* DESCRIPTION OF THE TASK: Retype the following data exactly, but leave its pictures out.

● ● ●

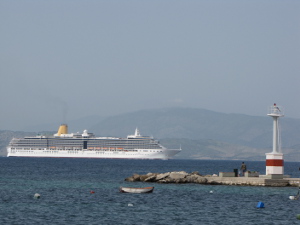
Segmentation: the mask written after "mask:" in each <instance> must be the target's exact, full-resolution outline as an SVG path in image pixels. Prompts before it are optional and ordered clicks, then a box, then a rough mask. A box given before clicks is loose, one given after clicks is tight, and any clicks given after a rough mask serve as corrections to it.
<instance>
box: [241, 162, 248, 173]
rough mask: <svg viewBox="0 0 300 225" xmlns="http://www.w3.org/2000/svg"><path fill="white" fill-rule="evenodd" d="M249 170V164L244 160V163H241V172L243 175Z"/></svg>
mask: <svg viewBox="0 0 300 225" xmlns="http://www.w3.org/2000/svg"><path fill="white" fill-rule="evenodd" d="M246 171H247V166H246V164H245V163H244V162H242V165H241V173H242V176H245V172H246Z"/></svg>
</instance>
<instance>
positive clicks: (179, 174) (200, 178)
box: [125, 171, 300, 187]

● ● ●

* SOLUTION TO THIS TASK:
Segmentation: the mask written after "mask:" in each <instance> must be the target's exact, full-resolution outline as an SVG path in image pixels. Prompts before it are optional and ordered clicks, then a box, then a rough mask. A box given before clicks is loose, one given after clicks is tight, and any clicks given after a rough mask serve as corrections to it.
<instance>
box: [241, 162, 248, 173]
rough mask: <svg viewBox="0 0 300 225" xmlns="http://www.w3.org/2000/svg"><path fill="white" fill-rule="evenodd" d="M249 170V164L244 160V163H241V172L243 175Z"/></svg>
mask: <svg viewBox="0 0 300 225" xmlns="http://www.w3.org/2000/svg"><path fill="white" fill-rule="evenodd" d="M246 171H247V166H246V164H245V163H244V162H242V165H241V173H242V176H245V172H246Z"/></svg>
</instance>
<instance>
positive clicks: (179, 174) (200, 178)
box: [125, 171, 300, 187]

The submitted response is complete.